Pat Lewis is an American soul singer and backing vocalist since the 1960s.

Biography
Patsy Lewis was born October 23, 1947 in Johnstown, Pennsylvania, United States, and moved to Detroit, Michigan in 1951. In the early 1960s, Pat, her sister Dianne, and two friends (Betty and Jackie Winston) formed the group, The Adorables, who recorded a record and began singing backing vocals for Golden World Records. Lewis debuted as a solo artist in 1966 with Can't Shake It Loose while also beginning to do outside backing vocals sessions. She met Motown Records' in-house backing group The Andantes, and one day when one of the girls could not make the session for Stevie Wonder's "Up-Tight", Lewis stepped in and did it as well as several other Motown sessions. She signed to Solid Hit Bound Records and released a string of singles, including "Look At What I Almost Missed", "Warning", "No One to Love", "No Baby No", and "The Loser". From the late 1960s on, she became a permanent backing singer for Aretha Franklin, Isaac Hayes and later on George Clinton too. She wrote several songs for Isaac Hayes.

Later years
In 1989, Lewis as well as The Andantes were among the invited artists to join UK producer Ian Levine's mega-project Motorcity Records, a label formed to record new material on former Motown artists. She became the main backing vocals co-ordinator for the label and did several hundred arrangements while she recorded more than 50 tracks with herself and as a lead singer for the re-formed Andantes. Her single Separation (1991) (co-written by Levine and Billy Griffin) was Single of the Week when reviewed in British soul magazine Blues & Soul. After the label's demise in 1992, she continued to work with Levine on a regular basis. In 1997, she recorded 50 cover versions of selected Motown and Northern Soul classics, although only a handful of tracks have been released on various artists compilations. In 1999, she recorded 76 gospel tracks with Levine for K-Tel.

▶ _Written problem 1_:
Write out the Pat Lewis article from "Later years" up to and including "Levine for K-Tel.".
These records are unrelated to the Pat Lewis article.

[Pointing dataset excerpts]
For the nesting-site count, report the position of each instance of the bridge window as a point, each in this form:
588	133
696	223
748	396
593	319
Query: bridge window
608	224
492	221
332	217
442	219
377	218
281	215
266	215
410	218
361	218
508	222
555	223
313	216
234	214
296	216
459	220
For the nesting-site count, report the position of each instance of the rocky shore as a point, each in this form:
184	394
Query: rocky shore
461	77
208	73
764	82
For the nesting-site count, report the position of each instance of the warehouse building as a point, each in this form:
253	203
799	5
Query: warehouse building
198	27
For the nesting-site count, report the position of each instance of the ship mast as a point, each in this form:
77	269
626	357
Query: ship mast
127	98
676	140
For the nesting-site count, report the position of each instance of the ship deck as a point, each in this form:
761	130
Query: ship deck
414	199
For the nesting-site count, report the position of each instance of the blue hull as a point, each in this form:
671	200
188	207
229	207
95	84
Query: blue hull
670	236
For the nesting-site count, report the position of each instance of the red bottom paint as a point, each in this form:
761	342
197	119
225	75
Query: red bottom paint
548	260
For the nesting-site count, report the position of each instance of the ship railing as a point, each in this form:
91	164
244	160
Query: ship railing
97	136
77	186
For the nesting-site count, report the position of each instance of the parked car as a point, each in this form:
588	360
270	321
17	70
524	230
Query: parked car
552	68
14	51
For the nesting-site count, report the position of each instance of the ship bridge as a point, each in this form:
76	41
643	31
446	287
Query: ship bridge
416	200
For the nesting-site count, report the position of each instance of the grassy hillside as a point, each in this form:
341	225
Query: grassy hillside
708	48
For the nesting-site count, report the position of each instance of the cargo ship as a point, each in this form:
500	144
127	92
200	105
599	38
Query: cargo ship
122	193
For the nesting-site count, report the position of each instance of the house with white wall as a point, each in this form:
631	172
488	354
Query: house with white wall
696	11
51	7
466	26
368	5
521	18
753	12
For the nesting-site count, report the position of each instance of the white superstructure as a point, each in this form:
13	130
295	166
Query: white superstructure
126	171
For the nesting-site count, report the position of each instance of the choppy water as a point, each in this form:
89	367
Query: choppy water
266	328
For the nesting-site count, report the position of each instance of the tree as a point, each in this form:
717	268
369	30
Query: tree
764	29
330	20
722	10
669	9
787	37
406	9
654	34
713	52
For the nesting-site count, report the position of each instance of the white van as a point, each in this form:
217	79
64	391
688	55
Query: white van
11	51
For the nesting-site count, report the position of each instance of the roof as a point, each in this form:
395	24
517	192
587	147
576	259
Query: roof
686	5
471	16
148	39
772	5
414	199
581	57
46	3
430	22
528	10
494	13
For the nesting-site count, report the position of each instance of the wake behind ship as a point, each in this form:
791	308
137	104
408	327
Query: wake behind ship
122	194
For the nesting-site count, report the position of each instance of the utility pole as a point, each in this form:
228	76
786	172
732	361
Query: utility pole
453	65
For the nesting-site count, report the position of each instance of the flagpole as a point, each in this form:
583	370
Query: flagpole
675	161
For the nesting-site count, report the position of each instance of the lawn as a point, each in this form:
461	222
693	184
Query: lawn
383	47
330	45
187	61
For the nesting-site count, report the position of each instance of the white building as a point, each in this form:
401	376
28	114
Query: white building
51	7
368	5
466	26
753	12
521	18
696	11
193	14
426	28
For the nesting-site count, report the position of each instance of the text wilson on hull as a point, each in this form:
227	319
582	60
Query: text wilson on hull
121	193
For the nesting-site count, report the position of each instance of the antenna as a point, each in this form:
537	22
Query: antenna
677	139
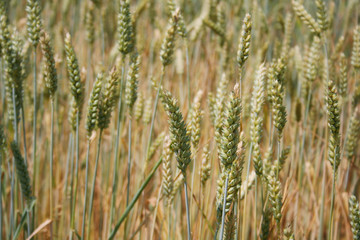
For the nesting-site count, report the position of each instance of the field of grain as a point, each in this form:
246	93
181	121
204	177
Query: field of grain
179	119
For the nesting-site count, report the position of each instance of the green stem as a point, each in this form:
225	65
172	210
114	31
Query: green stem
116	155
72	221
93	183
245	197
86	189
332	198
187	210
129	163
169	222
1	213
12	191
153	119
24	133
255	209
188	73
133	201
34	120
69	155
224	209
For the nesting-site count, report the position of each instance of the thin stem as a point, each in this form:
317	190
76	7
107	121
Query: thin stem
255	209
133	201
72	221
69	155
332	199
245	197
322	201
51	157
51	161
304	137
129	163
34	120
93	184
169	222
187	210
116	154
202	200
86	189
224	209
24	133
102	38
1	213
188	73
153	117
12	191
155	212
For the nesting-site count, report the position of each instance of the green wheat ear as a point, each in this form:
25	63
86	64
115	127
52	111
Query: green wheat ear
93	106
76	86
180	141
132	82
168	44
22	172
168	181
354	215
125	28
108	99
34	23
244	43
50	74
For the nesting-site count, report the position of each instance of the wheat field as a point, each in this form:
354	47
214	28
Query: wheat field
179	119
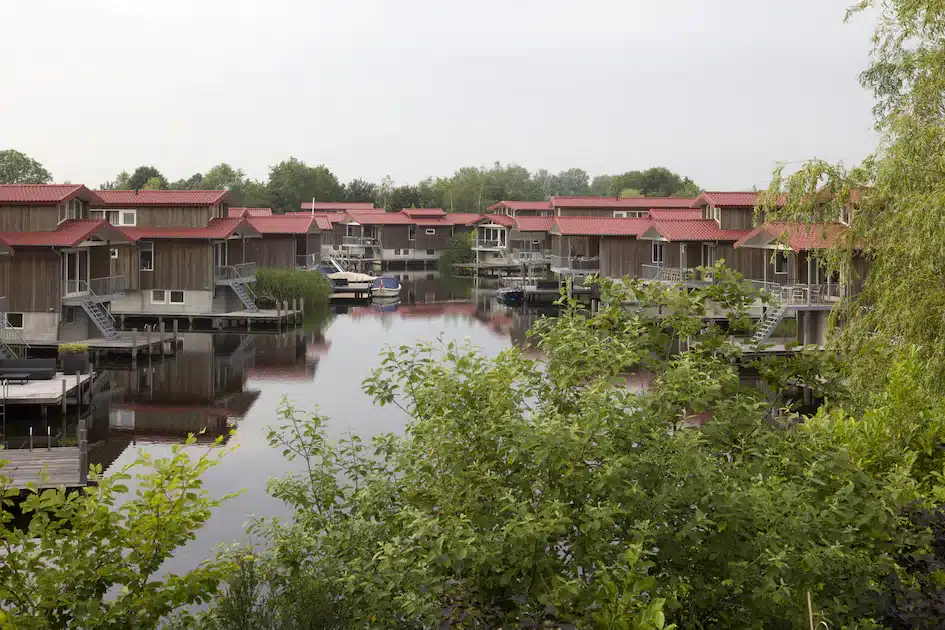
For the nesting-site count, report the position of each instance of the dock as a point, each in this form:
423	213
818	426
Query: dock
61	466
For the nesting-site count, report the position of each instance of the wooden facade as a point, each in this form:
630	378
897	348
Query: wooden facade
31	280
180	264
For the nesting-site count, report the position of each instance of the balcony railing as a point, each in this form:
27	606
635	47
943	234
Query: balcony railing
489	243
520	256
575	264
230	273
307	261
97	287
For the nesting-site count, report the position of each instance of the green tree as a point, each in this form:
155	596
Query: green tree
360	190
92	559
19	168
143	174
292	181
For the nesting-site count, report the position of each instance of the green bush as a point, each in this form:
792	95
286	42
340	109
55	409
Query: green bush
458	251
73	348
284	285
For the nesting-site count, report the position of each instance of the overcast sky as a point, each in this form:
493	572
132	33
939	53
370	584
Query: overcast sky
719	90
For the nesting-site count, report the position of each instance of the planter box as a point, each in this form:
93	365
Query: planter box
72	363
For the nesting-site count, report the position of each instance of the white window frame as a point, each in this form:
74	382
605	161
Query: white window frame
147	246
22	320
782	258
656	253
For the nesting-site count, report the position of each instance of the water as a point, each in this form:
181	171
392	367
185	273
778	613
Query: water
321	366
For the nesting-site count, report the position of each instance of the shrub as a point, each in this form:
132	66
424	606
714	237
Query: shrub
284	285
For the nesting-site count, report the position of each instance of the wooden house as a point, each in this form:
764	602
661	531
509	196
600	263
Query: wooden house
606	246
629	208
60	279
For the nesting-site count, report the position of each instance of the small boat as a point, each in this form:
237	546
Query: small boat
385	287
511	296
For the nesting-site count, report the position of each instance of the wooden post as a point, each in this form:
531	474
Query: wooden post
83	453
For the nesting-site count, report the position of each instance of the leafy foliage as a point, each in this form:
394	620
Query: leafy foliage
285	285
90	559
19	168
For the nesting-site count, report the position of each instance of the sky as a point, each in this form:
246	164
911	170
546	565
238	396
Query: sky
716	90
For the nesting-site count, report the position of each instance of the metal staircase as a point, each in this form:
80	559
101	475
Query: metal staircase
246	296
770	321
102	319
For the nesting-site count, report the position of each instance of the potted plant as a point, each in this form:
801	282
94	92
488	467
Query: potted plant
75	358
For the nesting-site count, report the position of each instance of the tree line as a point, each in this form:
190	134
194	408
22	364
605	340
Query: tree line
469	189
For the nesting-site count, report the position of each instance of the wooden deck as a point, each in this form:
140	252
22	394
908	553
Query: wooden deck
45	392
46	468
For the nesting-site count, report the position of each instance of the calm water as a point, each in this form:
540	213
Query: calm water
319	367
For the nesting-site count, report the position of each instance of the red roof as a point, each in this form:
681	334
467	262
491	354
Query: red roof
797	236
216	229
424	212
295	224
674	214
521	205
600	226
534	224
67	234
16	194
499	219
171	198
694	230
462	218
644	203
250	212
338	206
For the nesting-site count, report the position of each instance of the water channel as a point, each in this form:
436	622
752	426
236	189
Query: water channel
238	380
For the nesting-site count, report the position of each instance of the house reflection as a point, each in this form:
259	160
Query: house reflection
202	389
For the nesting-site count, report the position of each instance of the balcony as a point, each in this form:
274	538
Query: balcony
489	244
307	261
97	289
228	274
799	295
575	265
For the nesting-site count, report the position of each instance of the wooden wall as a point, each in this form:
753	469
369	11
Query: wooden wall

▶ _Written problem 2_:
Please convert the records from the line with "the house reflection" up to and including the final line of the records into a Markdown table with the columns Row and Line. Omit any blank lines.

▶ _Expected output 1_:
Later years
In 1989, Lewis as well as The Andantes were among the invited artists to join UK producer Ian Levine's mega-project Motorcity Records, a label formed to record new material on former Motown artists. She became the main backing vocals co-ordinator for the label and did several hundred arrangements while she recorded more than 50 tracks with herself and as a lead singer for the re-formed Andantes. Her single Separation (1991) (co-written by Levine and Billy Griffin) was Single of the Week when reviewed in British soul magazine Blues & Soul. After the label's demise in 1992, she continued to work with Levine on a regular basis. In 1997, she recorded 50 cover versions of selected Motown and Northern Soul classics, although only a handful of tracks have been released on various artists compilations. In 1999, she recorded 76 gospel tracks with Levine for K-Tel.

▶ _Expected output 2_:
| Row | Line |
|---|---|
| 1 | For the nesting-site count, report the position of each instance of the house reflection as a point, each in this form: |
| 2 | 259	160 |
| 3 | Query: house reflection |
| 4 | 202	389 |
| 5 | For the nesting-site count, report the position of each instance of the balcony as a point, each in this form: |
| 6 | 274	538 |
| 7 | Query: balcony |
| 8 | 489	244 |
| 9 | 307	261 |
| 10 | 97	289 |
| 11 | 228	274 |
| 12 | 799	295 |
| 13 | 575	265 |
| 14 | For the nesting-site count, report the position of each instance of the wooden wall as a point, each in this form: |
| 15 | 753	469 |
| 16 | 369	11 |
| 17 | Query: wooden wall |